Und mit genau diesem Viertel und seinen Einwohnern arbeitet „El Refugio“.

El Refugio
Gegründet wurde das Projekt 1999 von Martin und Rosa Morales, die das Projekt auch heute noch leiten, damals noch auf die Arbeit mit Straßenkindern ausgerichtet. Doch nachdem die Anzahl der Straßenkinder in Cartagena mit den Jahren immer weiter sank und die Dringlichkeit der Arbeit demnach nicht mehr in vollem Maße gegeben war, hat sich das Projekt der Prävention gewidmet. Nun bemüht es sich Kinder aus den ärmsten Familien aufzufangen, ihnen Werte und Hoffnung zu vermitteln und sie und ihre Familien so auf dem Weg in eine bessere Zukunft zu begleiten.
Seit 2007 arbeitet das Projekt gezielt mit dem Stadtteil Loma Fresca.

**AUFGABENSTELLUNG**
Schreiben Sie aus dem Dokumentauszug die Stelle zwischen „Und mit genau“ und „Zukunft zu begleiten.“ wortgetreu ab, beide eingeschlossen.

**AUSZÜGE DER EINTRÄGE**
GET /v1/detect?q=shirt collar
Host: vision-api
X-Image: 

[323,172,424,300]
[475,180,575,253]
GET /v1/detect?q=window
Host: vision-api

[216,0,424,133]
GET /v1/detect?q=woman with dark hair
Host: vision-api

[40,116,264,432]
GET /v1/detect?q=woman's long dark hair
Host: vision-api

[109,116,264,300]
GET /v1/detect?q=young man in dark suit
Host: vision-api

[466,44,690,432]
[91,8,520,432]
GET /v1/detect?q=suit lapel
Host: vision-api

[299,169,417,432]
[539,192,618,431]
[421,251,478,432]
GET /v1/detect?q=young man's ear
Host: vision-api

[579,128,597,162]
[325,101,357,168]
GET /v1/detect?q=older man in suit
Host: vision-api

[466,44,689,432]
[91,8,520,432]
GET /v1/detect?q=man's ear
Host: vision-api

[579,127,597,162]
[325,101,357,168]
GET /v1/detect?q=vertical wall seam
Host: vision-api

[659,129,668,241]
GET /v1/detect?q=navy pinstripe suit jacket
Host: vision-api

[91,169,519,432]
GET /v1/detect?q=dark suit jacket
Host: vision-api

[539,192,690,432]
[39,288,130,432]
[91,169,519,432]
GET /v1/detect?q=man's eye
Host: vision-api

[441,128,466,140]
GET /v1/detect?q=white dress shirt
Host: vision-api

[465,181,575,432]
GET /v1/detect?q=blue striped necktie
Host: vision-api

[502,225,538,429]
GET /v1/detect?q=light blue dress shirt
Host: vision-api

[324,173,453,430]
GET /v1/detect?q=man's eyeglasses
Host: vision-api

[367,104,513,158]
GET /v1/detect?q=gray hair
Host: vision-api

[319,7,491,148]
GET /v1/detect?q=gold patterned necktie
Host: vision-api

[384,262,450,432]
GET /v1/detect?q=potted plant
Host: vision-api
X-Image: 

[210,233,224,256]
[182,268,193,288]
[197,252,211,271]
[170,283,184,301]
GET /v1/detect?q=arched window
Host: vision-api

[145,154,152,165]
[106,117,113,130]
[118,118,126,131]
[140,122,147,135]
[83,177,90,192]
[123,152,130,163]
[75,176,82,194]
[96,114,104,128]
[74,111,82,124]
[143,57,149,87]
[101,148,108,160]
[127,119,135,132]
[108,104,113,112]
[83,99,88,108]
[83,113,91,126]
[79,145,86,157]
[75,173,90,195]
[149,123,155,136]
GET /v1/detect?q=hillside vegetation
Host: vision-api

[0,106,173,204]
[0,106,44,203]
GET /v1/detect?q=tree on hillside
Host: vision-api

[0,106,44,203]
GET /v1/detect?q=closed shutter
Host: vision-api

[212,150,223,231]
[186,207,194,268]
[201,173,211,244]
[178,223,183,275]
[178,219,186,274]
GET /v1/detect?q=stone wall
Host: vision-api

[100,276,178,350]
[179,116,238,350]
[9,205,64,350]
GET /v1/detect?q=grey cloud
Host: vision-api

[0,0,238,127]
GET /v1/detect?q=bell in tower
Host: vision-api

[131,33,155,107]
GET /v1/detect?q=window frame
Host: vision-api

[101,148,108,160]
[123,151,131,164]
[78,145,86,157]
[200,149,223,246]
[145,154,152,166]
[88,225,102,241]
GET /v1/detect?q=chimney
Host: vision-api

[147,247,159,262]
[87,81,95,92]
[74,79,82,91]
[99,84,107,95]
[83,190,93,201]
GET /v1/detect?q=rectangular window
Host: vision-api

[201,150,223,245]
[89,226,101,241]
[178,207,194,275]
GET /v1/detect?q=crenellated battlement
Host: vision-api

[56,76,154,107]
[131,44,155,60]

**LÖSUNG**
Und mit genau diesem Viertel und seinen Einwohnern arbeitet „El Refugio“.

El Refugio
Gegründet wurde das Projekt 1999 von Martin und Rosa Morales, die das Projekt auch heute noch leiten, damals noch auf die Arbeit mit Straßenkindern ausgerichtet. Doch nachdem die Anzahl der Straßenkinder in Cartagena mit den Jahren immer weiter sank und die Dringlichkeit der Arbeit demnach nicht mehr in vollem Maße gegeben war, hat sich das Projekt der Prävention gewidmet. Nun bemüht es sich Kinder aus den ärmsten Familien aufzufangen, ihnen Werte und Hoffnung zu vermitteln und sie und ihre Familien so auf dem Weg in eine bessere Zukunft zu begleiten.